> **Work instruction 1**
In the forum thread on missing gene names, why does ENSG00000281904 lack an official gene name?
> **Work instruction 2**
Decide whether each statement below agrees with the forum thread on missing gene names. Answer yes or no for each, and quote the words of the thread that settle it.
(a) The query is run on the project "TCGA-BRCA".
(b) The workflow type given in the query is "STAR - Counts".
(c) ENSG00000281904 was annotated automatically.
> **Work instruction 3**
Reproduce word for word the stretch of the forum thread on missing gene names from "Hi, I just got" through "issue? Thank you.".

> **Reading passage**
• • • • •

TCGA data Query (GDCquery): external_gene_name " are missing
1
0
Entering edit mode
12 months ago

Hi, I just got some weird output from TCGA dataset. As you can see in the below picture, some of the "external_gene_name " are missing. Would you please help me out with this issue? Thank you.


query.seq <- GDCquery(project = "TCGA-BRCA",
data.category = "Transcriptome Profiling",
data.type = "Gene Expression Quantification",
sample.type = c("Solid Tissue Normal", "Primary Tumor"),
workflow.type = "HTSeq - Counts")

seq.brca <- GDCprepare(query = query.seq, summarizedExperiment = TRUE)

0
Entering edit mode
12 months ago
GenoMax 117k

ENSG00000281904 is annotated as novel gene so that is why you have no official gene name. This gene was manually annotated by Ensembl. Others may be similar.

• • • • •

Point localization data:
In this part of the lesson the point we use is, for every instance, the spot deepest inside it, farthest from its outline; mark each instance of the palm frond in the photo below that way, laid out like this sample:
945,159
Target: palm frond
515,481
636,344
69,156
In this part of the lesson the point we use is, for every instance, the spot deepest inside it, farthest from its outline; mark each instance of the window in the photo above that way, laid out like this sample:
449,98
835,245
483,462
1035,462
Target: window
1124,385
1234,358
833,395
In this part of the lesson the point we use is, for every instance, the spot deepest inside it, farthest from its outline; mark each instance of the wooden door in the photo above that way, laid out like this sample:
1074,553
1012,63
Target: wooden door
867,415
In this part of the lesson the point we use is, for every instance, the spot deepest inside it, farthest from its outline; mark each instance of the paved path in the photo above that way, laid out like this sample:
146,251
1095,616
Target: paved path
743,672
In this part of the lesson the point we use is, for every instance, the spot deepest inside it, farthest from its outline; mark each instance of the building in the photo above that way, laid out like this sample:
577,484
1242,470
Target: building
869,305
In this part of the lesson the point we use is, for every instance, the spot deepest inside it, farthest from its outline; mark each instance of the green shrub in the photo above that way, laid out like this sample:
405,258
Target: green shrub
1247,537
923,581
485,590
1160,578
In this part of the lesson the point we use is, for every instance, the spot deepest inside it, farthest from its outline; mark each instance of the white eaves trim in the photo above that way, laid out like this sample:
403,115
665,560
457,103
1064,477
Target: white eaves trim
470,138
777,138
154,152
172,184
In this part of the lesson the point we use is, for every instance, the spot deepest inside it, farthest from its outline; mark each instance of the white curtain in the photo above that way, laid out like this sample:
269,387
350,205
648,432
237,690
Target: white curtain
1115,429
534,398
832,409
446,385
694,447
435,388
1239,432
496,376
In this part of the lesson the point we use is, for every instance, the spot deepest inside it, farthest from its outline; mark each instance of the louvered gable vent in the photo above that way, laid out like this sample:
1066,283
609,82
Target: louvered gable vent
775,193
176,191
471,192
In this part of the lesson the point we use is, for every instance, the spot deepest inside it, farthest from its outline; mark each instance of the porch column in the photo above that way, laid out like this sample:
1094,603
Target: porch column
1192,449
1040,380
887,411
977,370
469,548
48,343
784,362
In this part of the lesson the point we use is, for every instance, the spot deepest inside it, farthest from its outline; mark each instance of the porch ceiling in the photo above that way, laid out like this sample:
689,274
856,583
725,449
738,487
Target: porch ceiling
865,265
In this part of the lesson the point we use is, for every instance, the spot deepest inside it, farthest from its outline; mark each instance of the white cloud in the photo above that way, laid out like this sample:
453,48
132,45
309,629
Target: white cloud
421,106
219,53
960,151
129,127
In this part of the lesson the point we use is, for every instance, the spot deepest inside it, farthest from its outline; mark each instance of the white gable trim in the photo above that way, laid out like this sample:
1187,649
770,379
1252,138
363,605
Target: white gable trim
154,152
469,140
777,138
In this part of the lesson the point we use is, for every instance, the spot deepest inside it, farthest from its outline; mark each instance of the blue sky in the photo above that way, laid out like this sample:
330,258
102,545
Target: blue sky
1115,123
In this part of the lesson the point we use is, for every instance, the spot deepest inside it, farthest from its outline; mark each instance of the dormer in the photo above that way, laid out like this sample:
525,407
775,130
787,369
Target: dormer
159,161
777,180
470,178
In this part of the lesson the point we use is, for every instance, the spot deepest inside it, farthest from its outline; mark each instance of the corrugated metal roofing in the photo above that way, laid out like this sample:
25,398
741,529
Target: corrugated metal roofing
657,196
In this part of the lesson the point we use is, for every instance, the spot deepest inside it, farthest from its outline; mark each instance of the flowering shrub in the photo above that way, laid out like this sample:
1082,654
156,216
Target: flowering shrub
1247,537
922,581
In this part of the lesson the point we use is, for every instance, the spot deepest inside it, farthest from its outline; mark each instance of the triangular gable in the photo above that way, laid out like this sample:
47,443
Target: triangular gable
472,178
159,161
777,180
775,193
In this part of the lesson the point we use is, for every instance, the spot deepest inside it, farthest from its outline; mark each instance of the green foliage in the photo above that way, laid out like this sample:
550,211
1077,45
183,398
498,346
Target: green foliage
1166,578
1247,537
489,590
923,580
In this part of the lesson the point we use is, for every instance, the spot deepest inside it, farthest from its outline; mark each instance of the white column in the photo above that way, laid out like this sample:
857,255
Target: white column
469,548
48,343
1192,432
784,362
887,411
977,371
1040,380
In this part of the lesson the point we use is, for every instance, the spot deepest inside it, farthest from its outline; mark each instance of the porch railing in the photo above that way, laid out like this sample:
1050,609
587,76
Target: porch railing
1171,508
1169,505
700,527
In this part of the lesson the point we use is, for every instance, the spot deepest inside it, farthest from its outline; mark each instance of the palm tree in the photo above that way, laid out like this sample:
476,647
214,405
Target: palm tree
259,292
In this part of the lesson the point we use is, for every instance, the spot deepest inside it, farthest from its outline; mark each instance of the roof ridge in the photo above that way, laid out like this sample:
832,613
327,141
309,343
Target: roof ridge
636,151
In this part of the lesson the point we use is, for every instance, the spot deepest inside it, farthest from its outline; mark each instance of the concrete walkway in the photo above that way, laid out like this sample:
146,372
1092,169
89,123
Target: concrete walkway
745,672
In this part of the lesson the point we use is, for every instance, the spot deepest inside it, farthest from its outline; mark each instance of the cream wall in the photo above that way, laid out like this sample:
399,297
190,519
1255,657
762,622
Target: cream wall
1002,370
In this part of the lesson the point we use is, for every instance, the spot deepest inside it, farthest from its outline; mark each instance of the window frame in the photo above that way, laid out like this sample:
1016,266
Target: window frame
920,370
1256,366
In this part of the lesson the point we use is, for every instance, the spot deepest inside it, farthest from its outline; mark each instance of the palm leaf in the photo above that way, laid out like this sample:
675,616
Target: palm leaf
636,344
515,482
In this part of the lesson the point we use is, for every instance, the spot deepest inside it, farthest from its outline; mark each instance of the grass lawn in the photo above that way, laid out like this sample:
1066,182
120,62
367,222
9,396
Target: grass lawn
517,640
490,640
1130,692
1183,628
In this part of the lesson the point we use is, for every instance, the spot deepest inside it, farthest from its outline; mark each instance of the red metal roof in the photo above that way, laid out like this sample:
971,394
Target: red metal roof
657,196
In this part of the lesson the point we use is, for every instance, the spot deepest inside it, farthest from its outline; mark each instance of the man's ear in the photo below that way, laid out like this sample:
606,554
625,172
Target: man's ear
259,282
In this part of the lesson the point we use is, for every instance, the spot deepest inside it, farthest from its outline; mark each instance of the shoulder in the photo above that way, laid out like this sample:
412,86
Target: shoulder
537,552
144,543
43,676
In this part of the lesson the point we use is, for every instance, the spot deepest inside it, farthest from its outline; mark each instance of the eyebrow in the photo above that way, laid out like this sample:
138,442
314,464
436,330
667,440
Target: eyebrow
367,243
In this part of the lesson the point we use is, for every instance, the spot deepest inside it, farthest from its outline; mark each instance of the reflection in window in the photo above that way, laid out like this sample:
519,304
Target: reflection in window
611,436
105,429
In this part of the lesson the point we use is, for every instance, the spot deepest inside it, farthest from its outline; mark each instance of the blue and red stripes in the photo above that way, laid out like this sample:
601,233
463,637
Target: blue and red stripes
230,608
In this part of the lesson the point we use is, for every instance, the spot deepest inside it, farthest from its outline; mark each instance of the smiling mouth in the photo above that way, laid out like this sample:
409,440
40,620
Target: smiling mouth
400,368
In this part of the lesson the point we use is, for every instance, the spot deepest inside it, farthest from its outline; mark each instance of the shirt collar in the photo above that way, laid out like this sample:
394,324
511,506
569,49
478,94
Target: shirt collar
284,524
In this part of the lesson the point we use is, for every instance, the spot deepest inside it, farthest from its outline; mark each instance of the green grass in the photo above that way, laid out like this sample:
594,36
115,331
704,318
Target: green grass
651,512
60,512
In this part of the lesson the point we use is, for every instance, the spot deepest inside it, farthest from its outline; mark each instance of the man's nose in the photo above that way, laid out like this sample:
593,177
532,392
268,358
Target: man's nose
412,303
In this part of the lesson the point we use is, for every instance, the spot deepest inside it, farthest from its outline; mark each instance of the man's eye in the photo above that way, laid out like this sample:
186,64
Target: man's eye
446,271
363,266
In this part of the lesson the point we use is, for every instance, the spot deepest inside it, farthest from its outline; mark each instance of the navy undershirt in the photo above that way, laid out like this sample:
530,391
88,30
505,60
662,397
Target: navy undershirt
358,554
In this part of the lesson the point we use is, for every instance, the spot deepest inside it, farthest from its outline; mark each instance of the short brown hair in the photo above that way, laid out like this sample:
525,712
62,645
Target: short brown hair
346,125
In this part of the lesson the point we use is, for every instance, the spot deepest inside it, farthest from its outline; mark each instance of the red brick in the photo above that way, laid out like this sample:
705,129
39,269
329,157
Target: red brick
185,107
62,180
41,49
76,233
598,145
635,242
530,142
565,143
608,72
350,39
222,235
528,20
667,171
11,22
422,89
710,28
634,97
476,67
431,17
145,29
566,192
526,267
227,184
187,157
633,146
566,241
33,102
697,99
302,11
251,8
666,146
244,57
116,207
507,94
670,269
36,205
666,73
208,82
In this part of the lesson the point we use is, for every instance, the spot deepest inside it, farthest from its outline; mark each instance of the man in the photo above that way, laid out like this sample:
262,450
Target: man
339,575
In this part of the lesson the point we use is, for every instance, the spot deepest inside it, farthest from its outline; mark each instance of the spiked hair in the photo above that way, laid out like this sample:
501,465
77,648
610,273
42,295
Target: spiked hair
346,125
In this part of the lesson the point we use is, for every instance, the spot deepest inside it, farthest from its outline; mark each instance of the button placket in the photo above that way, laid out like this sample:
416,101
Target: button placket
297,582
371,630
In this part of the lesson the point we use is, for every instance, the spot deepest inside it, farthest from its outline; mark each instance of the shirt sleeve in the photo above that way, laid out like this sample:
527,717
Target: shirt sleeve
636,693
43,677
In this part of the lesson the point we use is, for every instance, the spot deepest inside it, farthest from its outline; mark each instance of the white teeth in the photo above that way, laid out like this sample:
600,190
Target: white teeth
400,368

• • • • •

> **Task output 1**
It is annotated as a novel gene.

> **Task output 2**
(a) Yes: "project = "TCGA-BRCA""
(b) No: "workflow.type = "HTSeq - Counts""
(c) No: "This gene was manually annotated by Ensembl."

> **Task output 3**
Hi, I just got some weird output from TCGA dataset. As you can see in the below picture, some of the "external_gene_name " are missing. Would you please help me out with this issue? Thank you.